* _DESCRIPTION OF THE TASK_
Retype every one of the rows below character for character, without any alteration.

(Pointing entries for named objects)
——————————

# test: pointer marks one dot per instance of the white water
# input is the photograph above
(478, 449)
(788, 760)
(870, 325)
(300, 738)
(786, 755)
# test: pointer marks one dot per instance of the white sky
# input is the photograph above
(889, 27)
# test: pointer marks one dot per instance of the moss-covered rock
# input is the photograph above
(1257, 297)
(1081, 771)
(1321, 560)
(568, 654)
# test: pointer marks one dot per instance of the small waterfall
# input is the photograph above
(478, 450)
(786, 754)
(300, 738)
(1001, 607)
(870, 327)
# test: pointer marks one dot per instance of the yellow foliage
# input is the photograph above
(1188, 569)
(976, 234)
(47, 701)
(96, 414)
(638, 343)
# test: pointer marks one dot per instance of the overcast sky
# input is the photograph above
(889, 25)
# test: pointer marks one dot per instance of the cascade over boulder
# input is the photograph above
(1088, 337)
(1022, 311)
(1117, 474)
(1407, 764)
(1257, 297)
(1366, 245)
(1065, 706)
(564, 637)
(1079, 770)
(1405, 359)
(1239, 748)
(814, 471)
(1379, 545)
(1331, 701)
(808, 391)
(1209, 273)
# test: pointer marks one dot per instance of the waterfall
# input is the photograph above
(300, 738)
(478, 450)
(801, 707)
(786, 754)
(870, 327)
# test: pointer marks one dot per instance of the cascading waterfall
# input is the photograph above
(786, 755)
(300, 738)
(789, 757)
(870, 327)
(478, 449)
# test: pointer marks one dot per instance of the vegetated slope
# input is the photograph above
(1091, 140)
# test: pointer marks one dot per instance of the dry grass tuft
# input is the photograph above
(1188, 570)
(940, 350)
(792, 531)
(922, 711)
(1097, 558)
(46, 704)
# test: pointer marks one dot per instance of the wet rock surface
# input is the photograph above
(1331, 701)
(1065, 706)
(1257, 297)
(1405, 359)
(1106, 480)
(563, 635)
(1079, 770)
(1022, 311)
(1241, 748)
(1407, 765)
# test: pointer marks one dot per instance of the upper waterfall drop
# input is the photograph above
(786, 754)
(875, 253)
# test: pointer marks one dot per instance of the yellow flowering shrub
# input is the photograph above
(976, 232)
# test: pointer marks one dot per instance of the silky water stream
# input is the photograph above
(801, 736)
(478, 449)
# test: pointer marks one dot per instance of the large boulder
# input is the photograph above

——————————

* _FINAL RESULT_
# test: pointer marks one dot per instance of the white water
# input is the photograph above
(478, 449)
(788, 760)
(870, 325)
(300, 738)
(786, 755)
# test: pointer marks one dot per instance of the white sky
# input is the photograph above
(889, 27)
# test: pointer marks one dot per instance of the moss-covered rock
# input is the photograph above
(1257, 297)
(1081, 771)
(1321, 560)
(568, 654)
# test: pointer marks one dot per instance of the small waterfall
# input is the photograph above
(478, 450)
(786, 754)
(300, 738)
(1001, 607)
(870, 327)
# test: pointer marks one dot per instance of the yellow foliage
# input is the photograph above
(1188, 569)
(976, 234)
(47, 701)
(96, 414)
(638, 343)
# test: pointer marks one dot per instance of the overcast sky
# input is the photograph above
(889, 25)
# test: pointer marks one dot per instance of the cascade over boulder
# input is the photograph above
(1088, 337)
(1022, 311)
(1117, 474)
(1407, 764)
(1257, 297)
(1366, 245)
(1065, 706)
(564, 637)
(1079, 770)
(1405, 359)
(1239, 748)
(814, 471)
(1379, 545)
(1331, 701)
(808, 391)
(1209, 273)
# test: pointer marks one dot per instance of the waterfall
# input is the photograph above
(300, 738)
(478, 450)
(801, 707)
(786, 754)
(870, 327)
# test: pointer marks one dot per instance of the cascading waterfall
# input is the photograph above
(786, 755)
(300, 738)
(789, 757)
(870, 327)
(478, 449)
# test: pointer marks one dot per instance of the vegetated slope
# input is the photograph above
(1091, 140)
# test: pointer marks one dot per instance of the dry grass tuft
# input is the photograph above
(1188, 570)
(940, 350)
(792, 531)
(922, 711)
(1097, 558)
(46, 704)
# test: pointer marks one dot per instance of the wet rock surface
# input is the photograph above
(1331, 701)
(1065, 706)
(1257, 297)
(1405, 359)
(1106, 480)
(563, 635)
(1079, 770)
(1022, 311)
(1241, 748)
(1407, 765)
# test: pointer marks one dot per instance of the upper waterfall drop
# input is the photograph above
(786, 754)
(875, 253)
# test: pointer marks one dot per instance of the yellow flowering shrub
# input is the photograph above
(976, 232)
# test: pointer marks one dot per instance of the silky water stream
# input is the photograph above
(801, 736)
(478, 449)
# test: pointer marks one dot per instance of the large boulder
# input is the photograph above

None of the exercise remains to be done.